_EXERCISE DATA_
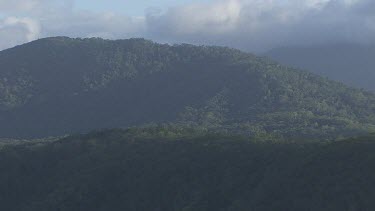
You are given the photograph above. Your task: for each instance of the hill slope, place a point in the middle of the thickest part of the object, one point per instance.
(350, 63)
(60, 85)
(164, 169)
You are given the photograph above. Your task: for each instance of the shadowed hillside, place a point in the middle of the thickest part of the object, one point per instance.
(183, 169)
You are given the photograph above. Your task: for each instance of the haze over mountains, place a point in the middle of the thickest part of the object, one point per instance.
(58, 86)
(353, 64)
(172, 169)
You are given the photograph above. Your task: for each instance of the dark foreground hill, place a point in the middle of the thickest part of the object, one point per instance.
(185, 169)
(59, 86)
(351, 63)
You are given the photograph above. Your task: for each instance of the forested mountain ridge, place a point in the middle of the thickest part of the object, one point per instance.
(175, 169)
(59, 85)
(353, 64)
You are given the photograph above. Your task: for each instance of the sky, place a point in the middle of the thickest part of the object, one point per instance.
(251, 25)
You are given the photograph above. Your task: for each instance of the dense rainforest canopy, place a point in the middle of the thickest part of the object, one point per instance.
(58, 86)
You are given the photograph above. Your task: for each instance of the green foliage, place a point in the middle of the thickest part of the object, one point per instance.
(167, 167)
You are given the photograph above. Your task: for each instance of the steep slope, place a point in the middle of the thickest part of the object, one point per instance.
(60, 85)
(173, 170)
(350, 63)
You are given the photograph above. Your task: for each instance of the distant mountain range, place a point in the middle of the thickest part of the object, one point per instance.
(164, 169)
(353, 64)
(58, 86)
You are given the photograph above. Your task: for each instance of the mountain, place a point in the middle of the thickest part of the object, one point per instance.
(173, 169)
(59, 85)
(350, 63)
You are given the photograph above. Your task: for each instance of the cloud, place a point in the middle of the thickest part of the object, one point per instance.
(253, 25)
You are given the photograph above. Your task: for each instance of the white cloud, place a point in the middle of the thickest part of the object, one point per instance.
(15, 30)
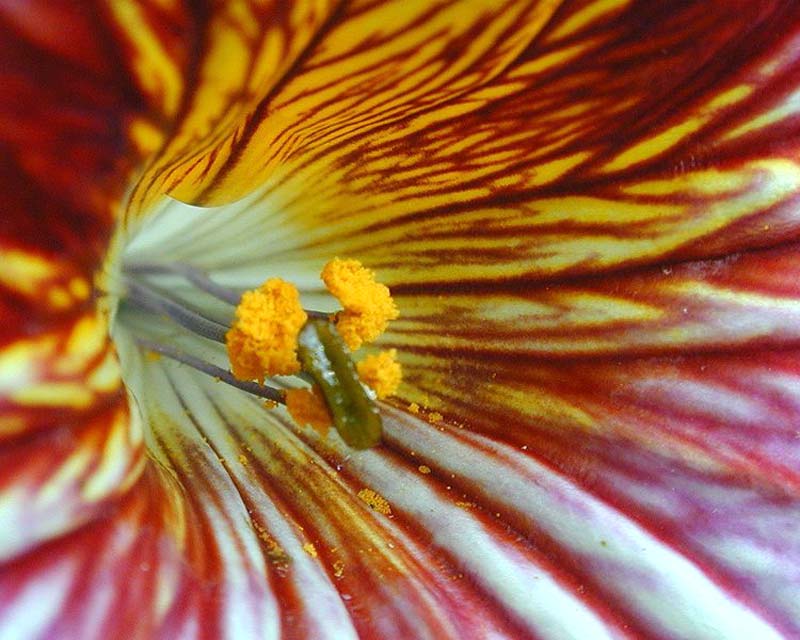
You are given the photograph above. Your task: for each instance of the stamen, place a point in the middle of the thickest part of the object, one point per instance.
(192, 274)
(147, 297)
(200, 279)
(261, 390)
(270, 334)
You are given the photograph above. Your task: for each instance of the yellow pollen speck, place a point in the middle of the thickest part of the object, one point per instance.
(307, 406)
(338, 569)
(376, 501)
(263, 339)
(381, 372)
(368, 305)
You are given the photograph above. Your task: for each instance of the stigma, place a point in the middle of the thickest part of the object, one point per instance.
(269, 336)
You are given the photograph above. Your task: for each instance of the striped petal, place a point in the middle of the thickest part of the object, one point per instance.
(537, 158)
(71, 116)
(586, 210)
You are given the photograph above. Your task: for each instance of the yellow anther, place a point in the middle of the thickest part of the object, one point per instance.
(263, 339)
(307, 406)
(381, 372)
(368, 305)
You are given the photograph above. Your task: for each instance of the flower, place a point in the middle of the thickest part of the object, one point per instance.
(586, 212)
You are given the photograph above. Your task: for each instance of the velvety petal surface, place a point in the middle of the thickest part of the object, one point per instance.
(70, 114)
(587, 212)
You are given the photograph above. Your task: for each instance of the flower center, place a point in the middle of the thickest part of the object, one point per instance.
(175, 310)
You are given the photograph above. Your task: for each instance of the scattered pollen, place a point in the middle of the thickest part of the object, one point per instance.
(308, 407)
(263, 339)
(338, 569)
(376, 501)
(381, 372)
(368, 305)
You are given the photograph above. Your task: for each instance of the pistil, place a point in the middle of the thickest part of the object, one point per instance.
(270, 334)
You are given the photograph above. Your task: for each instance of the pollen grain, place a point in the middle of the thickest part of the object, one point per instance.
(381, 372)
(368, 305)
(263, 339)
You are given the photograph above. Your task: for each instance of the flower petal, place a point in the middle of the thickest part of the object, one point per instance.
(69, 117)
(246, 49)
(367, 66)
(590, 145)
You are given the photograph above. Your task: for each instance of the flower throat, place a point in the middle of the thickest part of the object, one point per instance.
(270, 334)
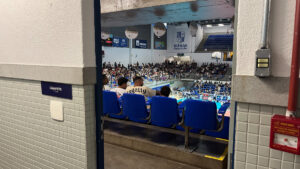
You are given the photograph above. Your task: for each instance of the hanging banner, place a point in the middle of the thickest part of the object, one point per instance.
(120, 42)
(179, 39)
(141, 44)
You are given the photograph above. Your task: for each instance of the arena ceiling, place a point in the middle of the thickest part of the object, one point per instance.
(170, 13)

_TASK TO CARRY OUT_
Retype each line of the listing above word for word. Exclude the pictures.

_TASK RESPONSE_
You are given the photograph above. Your task: for each instance of the hill slope, place a point in the middle of the thickest part of the object, one point per instance.
(350, 63)
(60, 85)
(164, 169)
You are given the photograph above. Your task: for each instance of the shadowed hillside, place a point in the middle of the thickest part of the object, one point per instance.
(183, 169)
You are given the photograph above. Your task: for each instance of the haze over mountains, place a point in the middle of the thickest part of the object, one point per instance.
(58, 86)
(353, 64)
(172, 169)
You are given the photograph above. Your task: for each instance of the dark foreground hill, place a point in the middle of the thickest part of the object, one point per instance.
(185, 169)
(59, 86)
(351, 63)
You are given the photograph above. Your task: for each instance of the forested mountain ridge, place a point in the middle of the thickest part of the object, one point per instance.
(175, 169)
(59, 85)
(353, 64)
You are given the photograph above. Your task: for each instance of the sky, place a point in the middle of the thickest part of the object, one point per instance.
(251, 25)
You are given the photograph above. Your task: for each instance of the dense rainforest canopy, place a point in the middle of the thickest part of the object, one point per instance.
(58, 86)
You are given the photograph above. Your task: for each instance of the green foliage, place a point in the middle of the thickest part of the object, one point per instance.
(167, 167)
You are given the photograph above. Your task: for each instance of the steep slope, place a point in the middle of the thickest part of the object, one point per instance.
(60, 85)
(173, 170)
(350, 63)
You are given the photograph above. Your task: for each instance of the distant mountain range, place a point in the middle of the thickest part of the object, one point per instance.
(164, 169)
(353, 64)
(58, 86)
You are given the photograph above. Your task: for each instance of the mountain, place a point in the middle of the thickest part of the object, one point per instance.
(173, 169)
(59, 85)
(350, 63)
You are given the photograph above. Your task: for each instance of the cloud, place a point in the middle of the thickest part of the object, one point per instance.
(253, 25)
You are given the photograph above. Your task: for each instance of the white cloud, place a point in the middle of the thickest part of the object, one point per instance.
(15, 30)
You are given the photograph above. Your task: for each instance of the stamen, place a point in the middle of the thickest part of the object, one point per instance.
(192, 274)
(147, 297)
(200, 279)
(261, 390)
(270, 334)
You are given the photograph above. Your task: for each instance of the yellow pollen speck, place a point in the middle of the thickest part of the object, one point per instance.
(307, 406)
(338, 569)
(376, 501)
(263, 339)
(381, 372)
(368, 305)
You are given the photograph above. Your task: for each instance of the stigma, place a point in the middle of the thickest part of the object, one point per instance.
(269, 336)
You are given the photograph above. Your task: for each instance of the striped petal, place a point in the middle of the thickest part of the object, one point per instance.
(537, 158)
(71, 116)
(586, 210)
You are given the photograph above. Your task: for each instance of the yellow anther, place a point in the middle of the thickest part of the object, one point per instance.
(263, 339)
(307, 406)
(381, 372)
(368, 305)
You are given the photograph above. Your task: for each instance of the flower, place a point in the middle of the thickest part of the object, one point per instance.
(586, 212)
You are given the photograph above. Your task: for each instance of the velvety petal surface, place a point in the middle of the thickest part of the object, one point per instance.
(70, 114)
(587, 212)
You are given the photograph above. Your task: for each instance of the flower center, place a point in the middle of the thickest part of the object, one point per instance.
(175, 310)
You are given the photograph above. Your task: for each instance of the scattered pollen, place a point in the middle of the thickest part of the object, one point per instance.
(308, 407)
(263, 339)
(338, 569)
(376, 501)
(381, 372)
(368, 305)
You are given the photograph above. Your task: for each instance of the pistil, place a point in the middle of the thickest part of the object, one point per instance.
(270, 334)
You are given the photograph above. Your task: for each instance of the pollen grain, place a point in the middle of the thickest part of the object, one point per instance.
(381, 372)
(368, 305)
(263, 339)
You are given the photograph above. Your task: for each instance of the flower petal, place a point in the middle of the thickest part of the object, one point per instance.
(69, 117)
(246, 49)
(367, 66)
(590, 145)
You are given the photograph above. Your task: for each instance of the flower throat, place a point in the middle of the thickest part of the object, one point per instance.
(270, 334)
You are given the photograph above. Your task: for each instance of the hanging banner, place a point in the middle of the thickest part of the object, one point per instance.
(120, 42)
(179, 39)
(141, 44)
You are given the photograph above. Your task: for each instance of the arena ceiling, place a point in the middle of the thickest part of the object, one point per instance.
(170, 13)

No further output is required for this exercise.